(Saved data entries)
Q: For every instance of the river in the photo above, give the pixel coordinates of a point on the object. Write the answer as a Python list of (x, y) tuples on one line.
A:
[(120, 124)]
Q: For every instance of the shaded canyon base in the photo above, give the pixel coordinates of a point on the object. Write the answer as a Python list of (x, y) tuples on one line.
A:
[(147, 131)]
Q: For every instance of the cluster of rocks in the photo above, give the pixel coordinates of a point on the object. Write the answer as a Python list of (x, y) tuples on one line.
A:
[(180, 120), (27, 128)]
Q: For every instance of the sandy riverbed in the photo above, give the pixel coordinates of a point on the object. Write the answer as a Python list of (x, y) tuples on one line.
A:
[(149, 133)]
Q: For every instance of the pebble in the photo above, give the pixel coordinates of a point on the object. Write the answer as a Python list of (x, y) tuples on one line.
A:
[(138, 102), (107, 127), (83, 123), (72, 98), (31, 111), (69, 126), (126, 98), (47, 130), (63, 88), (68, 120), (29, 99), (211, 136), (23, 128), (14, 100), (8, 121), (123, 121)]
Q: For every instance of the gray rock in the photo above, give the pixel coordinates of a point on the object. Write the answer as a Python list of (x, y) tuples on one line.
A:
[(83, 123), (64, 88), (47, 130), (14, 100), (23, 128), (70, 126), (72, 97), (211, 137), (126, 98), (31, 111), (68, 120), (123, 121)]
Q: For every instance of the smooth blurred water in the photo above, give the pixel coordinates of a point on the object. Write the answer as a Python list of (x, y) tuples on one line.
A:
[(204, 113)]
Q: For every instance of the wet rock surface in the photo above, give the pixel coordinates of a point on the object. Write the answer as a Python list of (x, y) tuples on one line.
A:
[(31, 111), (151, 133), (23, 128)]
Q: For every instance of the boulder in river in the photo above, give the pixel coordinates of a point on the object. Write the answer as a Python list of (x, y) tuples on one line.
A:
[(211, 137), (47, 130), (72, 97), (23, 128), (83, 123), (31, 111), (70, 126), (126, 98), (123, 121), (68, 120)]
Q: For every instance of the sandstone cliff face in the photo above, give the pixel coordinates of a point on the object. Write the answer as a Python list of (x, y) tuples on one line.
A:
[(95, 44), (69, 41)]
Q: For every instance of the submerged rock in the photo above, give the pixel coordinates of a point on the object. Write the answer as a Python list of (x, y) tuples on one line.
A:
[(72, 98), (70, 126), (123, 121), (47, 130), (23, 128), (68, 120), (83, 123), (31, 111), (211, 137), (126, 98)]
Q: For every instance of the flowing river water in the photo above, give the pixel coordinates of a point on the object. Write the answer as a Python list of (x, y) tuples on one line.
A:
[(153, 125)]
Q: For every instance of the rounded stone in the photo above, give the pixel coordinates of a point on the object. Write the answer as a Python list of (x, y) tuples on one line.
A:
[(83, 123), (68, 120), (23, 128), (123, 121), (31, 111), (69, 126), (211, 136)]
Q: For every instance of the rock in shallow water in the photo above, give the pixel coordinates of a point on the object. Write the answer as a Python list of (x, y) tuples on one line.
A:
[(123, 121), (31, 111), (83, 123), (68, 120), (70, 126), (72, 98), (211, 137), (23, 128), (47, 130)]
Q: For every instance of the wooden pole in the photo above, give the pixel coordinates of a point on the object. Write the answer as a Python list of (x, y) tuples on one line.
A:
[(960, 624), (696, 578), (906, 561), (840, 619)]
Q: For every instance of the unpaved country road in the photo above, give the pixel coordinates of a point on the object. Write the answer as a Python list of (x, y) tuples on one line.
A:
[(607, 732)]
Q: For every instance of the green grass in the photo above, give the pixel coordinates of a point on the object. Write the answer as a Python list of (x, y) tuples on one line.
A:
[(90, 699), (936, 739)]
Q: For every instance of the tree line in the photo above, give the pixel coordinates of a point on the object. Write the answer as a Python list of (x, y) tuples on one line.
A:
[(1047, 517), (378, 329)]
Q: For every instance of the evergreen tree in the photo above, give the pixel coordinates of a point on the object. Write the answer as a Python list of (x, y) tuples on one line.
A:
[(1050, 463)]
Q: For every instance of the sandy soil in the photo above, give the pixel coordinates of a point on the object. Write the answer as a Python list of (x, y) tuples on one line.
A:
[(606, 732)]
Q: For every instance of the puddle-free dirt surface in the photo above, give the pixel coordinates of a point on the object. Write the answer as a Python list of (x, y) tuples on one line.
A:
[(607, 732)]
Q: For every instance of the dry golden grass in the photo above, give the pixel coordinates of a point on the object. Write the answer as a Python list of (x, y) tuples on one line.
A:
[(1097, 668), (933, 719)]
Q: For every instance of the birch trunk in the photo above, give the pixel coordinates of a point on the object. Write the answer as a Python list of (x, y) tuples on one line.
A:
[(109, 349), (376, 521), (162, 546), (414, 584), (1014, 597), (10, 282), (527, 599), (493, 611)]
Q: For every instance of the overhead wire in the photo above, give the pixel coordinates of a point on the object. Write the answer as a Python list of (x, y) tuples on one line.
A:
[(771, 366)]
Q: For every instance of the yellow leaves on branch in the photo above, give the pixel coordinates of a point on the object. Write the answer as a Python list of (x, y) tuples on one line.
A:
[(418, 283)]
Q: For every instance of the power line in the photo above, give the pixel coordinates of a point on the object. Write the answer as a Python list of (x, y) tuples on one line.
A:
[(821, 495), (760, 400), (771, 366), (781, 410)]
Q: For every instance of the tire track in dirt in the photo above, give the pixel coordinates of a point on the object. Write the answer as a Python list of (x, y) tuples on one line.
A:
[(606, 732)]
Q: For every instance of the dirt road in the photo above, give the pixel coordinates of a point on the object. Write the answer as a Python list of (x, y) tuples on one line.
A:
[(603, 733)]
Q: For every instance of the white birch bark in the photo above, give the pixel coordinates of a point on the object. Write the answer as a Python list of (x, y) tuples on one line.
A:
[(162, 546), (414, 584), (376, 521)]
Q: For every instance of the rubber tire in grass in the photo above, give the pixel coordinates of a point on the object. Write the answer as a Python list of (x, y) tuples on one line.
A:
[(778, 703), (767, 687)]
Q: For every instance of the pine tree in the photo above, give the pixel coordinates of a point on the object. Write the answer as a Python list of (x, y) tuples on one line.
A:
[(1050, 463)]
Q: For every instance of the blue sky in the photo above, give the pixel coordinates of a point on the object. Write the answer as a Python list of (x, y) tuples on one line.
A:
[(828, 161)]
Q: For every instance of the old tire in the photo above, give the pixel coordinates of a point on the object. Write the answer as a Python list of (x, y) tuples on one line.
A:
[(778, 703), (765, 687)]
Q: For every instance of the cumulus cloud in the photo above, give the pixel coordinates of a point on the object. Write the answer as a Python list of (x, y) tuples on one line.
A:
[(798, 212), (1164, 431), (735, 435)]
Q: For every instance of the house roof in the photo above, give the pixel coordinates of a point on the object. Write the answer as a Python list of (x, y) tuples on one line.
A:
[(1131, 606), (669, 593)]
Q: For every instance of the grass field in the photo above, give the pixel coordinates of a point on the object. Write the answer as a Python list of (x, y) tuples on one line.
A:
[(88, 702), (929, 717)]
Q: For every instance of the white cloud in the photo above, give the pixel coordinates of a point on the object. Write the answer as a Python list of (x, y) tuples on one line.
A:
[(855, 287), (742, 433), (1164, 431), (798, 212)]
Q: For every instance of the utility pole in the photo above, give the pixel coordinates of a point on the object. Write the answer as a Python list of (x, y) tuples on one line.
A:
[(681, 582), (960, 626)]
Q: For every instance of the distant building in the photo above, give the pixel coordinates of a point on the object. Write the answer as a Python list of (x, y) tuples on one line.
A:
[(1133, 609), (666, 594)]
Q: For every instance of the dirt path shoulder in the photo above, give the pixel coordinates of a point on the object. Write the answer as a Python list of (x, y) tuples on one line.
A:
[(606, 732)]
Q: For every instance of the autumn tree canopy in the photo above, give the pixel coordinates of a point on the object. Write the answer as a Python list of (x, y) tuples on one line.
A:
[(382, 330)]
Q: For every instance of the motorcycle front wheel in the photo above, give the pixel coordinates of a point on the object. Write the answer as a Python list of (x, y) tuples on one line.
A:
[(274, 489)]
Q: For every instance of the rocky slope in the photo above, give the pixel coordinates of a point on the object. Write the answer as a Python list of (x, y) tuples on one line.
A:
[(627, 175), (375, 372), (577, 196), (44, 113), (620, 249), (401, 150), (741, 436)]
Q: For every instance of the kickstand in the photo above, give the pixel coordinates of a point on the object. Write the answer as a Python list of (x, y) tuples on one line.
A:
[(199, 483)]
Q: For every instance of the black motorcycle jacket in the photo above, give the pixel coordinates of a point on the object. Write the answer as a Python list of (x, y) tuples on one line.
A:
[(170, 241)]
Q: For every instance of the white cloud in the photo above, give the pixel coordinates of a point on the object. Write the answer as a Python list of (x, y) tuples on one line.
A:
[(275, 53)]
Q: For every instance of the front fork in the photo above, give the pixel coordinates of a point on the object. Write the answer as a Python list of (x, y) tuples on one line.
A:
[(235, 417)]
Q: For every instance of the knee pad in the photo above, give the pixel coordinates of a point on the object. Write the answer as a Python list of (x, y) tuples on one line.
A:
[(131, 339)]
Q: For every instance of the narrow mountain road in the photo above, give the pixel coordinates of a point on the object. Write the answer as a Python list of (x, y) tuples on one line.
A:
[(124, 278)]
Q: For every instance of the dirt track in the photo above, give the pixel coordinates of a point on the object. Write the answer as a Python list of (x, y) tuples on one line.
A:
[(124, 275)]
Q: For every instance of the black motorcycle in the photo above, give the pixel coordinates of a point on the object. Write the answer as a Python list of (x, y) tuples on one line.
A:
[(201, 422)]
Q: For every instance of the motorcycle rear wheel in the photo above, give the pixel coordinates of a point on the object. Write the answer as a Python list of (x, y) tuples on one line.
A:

(SHORT TASK) Scale everything from the start of the records down to the line containing "[(180, 120), (27, 128)]", with both ends included. Write those lines out again with all other text unchanged, multiplying each coordinate in the answers by 0.2 and rounding to a whole number, with halves rounded up.

(COMPLETED TASK)
Q: For every instance of the river in the photo above, give the pixel coordinates of a point on the object. Write the answer as a Python list of (x, y) tuples on one line.
A:
[(24, 25)]
Q: For every instance of the shaded canyon base in the photo above, give the pixel coordinates of a point on the object. Write the answer as a Python list of (x, y) tuples on one line.
A:
[(29, 26)]
Q: For every instance of the cluster of rocks in the photo above, give the pixel coordinates of a point on the object. Write the answer as a Python list of (x, y) tuples on one line.
A:
[(36, 24), (5, 26)]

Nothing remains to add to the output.